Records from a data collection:
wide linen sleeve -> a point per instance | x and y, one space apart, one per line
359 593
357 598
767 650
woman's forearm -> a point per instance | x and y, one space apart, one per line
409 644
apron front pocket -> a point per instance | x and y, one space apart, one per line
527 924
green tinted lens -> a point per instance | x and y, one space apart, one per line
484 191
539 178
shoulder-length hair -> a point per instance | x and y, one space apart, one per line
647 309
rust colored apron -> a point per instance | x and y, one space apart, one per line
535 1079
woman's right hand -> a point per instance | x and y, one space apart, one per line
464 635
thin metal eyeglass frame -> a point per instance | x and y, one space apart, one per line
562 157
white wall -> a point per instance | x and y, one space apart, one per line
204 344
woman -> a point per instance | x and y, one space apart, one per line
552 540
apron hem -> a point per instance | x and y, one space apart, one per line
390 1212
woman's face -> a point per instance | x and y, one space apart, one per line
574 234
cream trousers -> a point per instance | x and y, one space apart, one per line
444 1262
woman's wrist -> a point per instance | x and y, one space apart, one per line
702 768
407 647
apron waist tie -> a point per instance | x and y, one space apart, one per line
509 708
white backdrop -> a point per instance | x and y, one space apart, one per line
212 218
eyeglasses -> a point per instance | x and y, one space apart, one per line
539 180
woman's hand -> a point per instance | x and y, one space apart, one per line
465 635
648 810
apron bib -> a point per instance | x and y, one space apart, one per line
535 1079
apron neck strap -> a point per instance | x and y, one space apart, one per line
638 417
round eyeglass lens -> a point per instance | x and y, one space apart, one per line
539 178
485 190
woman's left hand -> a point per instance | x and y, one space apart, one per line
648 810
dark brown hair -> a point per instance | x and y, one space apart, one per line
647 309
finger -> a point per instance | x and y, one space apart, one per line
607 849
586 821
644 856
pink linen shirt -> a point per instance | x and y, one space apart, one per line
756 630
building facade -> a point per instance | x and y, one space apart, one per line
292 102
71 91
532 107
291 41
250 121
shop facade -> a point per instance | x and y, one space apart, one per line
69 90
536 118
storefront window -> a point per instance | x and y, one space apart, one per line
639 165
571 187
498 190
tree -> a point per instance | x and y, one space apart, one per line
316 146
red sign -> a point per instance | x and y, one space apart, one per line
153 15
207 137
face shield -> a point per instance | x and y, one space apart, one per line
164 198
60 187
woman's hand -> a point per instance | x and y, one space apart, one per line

◆ Exercise details ◆
Please reproduce the records above in their entirety, exactly as given.

◆ Answer box ◆
wide linen sleeve -> a point per instance | x and y, one space apart, one per line
359 593
357 598
767 650
woman's forearm -> a point per instance | x and y, one space apart, one per line
409 644
apron front pocket -> a point per instance | x and y, one space apart, one per line
527 924
green tinted lens -> a point per instance | x and y, one space apart, one per line
484 191
539 178
shoulder-length hair -> a point per instance | x and y, one space apart, one per line
647 309
rust colored apron -> a point per instance | x and y, one space apart, one per line
535 1079
woman's right hand -> a point per instance | x and y, one space apart, one per line
464 635
thin metal eyeglass frame -> a point per instance | x and y, one space apart, one per line
562 157
white wall -> a point per instance | x and y, one space apart, one per line
204 344
woman -> a point per instance | x and y, one space apart, one per line
552 540
apron hem -> a point per instance | x and y, one space apart, one per line
390 1212
woman's face -> a point per instance | x and y, one space apart, one per line
574 234
cream trousers -> a point per instance | x and y, one space apart, one per line
444 1262
woman's wrist -> a point per instance | x and y, one space apart, one per line
702 768
407 647
apron waist tie -> a point per instance | x and y, one space apart, one per line
509 708
white backdrop -> a point per instance | x and y, one space apart, one per line
212 218
eyeglasses -> a point per instance | x and y, one space apart, one per line
539 180
woman's hand -> a point per instance | x and y, one space apart, one per line
465 635
648 810
apron bib -> a point per instance | x and y, one space apart, one per line
535 1079
apron neck strap -> a point per instance | x and y, one space apart, one per line
638 417
round eyeglass lens -> a point per instance | x and y, one space apart, one per line
539 178
485 190
woman's left hand -> a point per instance | x and y, one space apart, one per line
648 810
dark brown hair -> a point per instance | x and y, one space apart, one per line
647 309
finger -> a point per instance | x and y, one space apart, one per line
607 849
586 821
644 856
pink linen shirt -> a point per instance | x and y, one space apart, one per line
756 630
building facade -> a point per instance | x and y, one space apart, one per line
292 102
71 91
532 107
291 41
250 121
shop facade -> a point per instance | x and y, one space apart, one per line
69 90
536 118
storefront window -> a point per instance | x and y, one space apart, one per line
639 165
571 187
498 190
tree -> a point per instance | x and y, one space apart, one per line
316 146
red sign -> a point per instance | x and y, one space apart, one per line
153 15
207 137
face shield -> a point per instance | x and y, one space apart, one per line
164 198
60 187
woman's hand -> a point per instance | x and y, one space apart, one per line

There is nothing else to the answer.